> **The problem**: Repeat every line from the line containing "A teaching note to the class: indicate the metal" to the end of the data, exactly. Leave the pictures out.

Data items
------

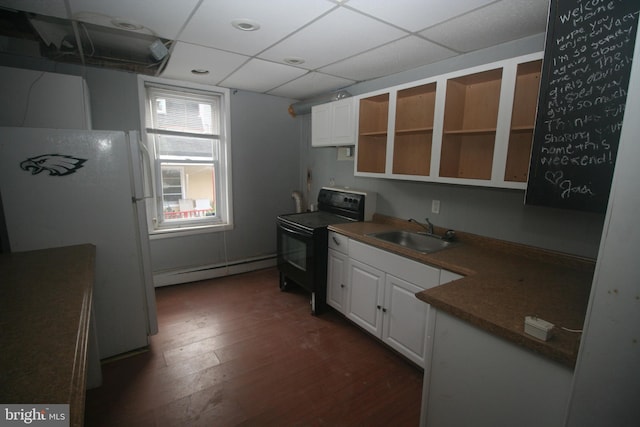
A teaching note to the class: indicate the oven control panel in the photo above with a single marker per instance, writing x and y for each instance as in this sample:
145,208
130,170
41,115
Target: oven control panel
342,202
340,199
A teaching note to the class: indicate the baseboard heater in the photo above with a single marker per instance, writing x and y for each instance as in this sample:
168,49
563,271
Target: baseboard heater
175,277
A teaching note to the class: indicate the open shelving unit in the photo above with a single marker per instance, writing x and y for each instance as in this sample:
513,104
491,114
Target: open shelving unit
470,120
468,127
415,108
523,118
372,133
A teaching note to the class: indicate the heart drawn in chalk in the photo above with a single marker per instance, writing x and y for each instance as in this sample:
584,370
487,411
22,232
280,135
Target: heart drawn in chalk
553,177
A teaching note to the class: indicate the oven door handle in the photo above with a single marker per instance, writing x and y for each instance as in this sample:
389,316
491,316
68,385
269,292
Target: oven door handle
292,231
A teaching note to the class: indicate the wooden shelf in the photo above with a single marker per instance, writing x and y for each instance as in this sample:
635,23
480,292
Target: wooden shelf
379,133
522,128
414,130
470,131
415,110
523,116
372,133
470,119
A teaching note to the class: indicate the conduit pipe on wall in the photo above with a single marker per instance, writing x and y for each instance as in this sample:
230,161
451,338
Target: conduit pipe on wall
304,107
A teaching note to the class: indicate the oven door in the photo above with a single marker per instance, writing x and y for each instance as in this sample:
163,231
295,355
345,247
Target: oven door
295,255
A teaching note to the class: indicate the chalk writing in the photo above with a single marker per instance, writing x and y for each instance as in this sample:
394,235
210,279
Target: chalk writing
588,56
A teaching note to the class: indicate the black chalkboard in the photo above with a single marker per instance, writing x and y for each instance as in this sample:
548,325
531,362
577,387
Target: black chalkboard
583,92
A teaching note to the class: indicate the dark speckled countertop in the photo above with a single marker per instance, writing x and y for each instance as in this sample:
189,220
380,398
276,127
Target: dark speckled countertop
503,283
45,306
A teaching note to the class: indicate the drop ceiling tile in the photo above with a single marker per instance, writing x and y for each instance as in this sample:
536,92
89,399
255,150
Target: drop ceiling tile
415,15
211,24
261,76
401,55
186,57
54,8
337,35
164,18
497,23
310,85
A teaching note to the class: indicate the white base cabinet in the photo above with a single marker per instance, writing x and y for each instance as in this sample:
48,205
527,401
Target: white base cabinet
365,296
475,378
406,319
381,299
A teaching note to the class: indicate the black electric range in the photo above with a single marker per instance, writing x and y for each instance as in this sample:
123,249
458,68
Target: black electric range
302,241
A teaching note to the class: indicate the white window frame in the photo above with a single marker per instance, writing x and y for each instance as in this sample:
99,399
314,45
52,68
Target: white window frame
152,182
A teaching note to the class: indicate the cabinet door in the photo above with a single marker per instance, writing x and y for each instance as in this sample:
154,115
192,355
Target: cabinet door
333,123
321,125
365,292
336,280
405,319
343,130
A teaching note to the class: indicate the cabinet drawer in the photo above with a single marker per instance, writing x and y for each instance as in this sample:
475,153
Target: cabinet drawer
415,272
338,242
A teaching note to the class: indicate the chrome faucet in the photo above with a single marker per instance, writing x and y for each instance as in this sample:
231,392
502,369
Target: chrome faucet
428,226
449,236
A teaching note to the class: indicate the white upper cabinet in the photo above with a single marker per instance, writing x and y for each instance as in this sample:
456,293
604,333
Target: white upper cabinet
333,124
470,127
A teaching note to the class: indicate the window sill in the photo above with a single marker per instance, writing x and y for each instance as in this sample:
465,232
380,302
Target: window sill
169,233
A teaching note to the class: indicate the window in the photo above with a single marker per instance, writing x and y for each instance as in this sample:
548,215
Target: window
188,144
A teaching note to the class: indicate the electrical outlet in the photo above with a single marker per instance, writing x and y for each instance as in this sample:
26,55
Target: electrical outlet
435,206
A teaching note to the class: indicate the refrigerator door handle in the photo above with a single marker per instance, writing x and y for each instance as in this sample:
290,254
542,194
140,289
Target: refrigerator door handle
146,164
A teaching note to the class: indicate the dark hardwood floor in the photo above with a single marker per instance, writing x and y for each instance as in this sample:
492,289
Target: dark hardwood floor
236,351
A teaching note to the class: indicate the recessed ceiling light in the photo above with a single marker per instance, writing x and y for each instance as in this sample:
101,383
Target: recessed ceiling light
292,60
245,25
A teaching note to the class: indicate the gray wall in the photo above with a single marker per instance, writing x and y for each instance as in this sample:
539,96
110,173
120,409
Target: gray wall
497,213
265,154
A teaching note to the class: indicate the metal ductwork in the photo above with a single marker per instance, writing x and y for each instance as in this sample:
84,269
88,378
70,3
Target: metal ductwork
304,107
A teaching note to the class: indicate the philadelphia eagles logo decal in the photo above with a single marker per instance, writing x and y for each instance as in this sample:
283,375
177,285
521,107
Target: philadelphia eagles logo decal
55,164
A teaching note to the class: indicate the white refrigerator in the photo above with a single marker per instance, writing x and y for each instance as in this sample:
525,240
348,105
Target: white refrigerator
65,187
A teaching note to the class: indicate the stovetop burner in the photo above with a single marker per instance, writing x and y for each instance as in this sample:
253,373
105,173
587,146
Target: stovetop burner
313,220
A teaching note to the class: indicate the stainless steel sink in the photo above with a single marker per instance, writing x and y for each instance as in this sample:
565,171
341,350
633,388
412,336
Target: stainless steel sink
417,241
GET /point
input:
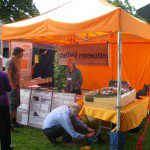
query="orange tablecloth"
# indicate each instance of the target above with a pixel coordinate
(131, 115)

------

> **Task response**:
A teaching note to the class: indicate the metal ductwork in the photo above with a single marker per instance, writing x and y for each instance as in this sample:
84,269
88,378
70,3
Target: metal ductwork
304,107
A teaching note to the class: indicate the philadelphia eagles logo decal in the photo above with a single marker per instance, writing x and y for each instance as in this sample:
283,375
177,285
521,107
Target: philadelphia eagles logo decal
55,164
A teaching note to the class: indicate the white refrigerator in the photo above with a single marker per instance, writing x and y for each instance as in this sample:
525,240
348,105
Target: white refrigerator
65,187
A teaching note to the class: indicate the stovetop burner in the photo above with a single marker per instance, writing x and y for each instance as in this sample:
253,373
105,173
587,146
Target: stovetop burner
313,220
A teaching note to the class: indicate the stainless steel sink in the photo above with a single marker per instance, writing x and y for each instance as in this sample:
565,171
341,350
633,388
412,336
Target: stainless steel sink
417,241
GET /point
input:
query="orange tablecloth"
# indicate each instance of the target above with a pixel coordinate
(131, 115)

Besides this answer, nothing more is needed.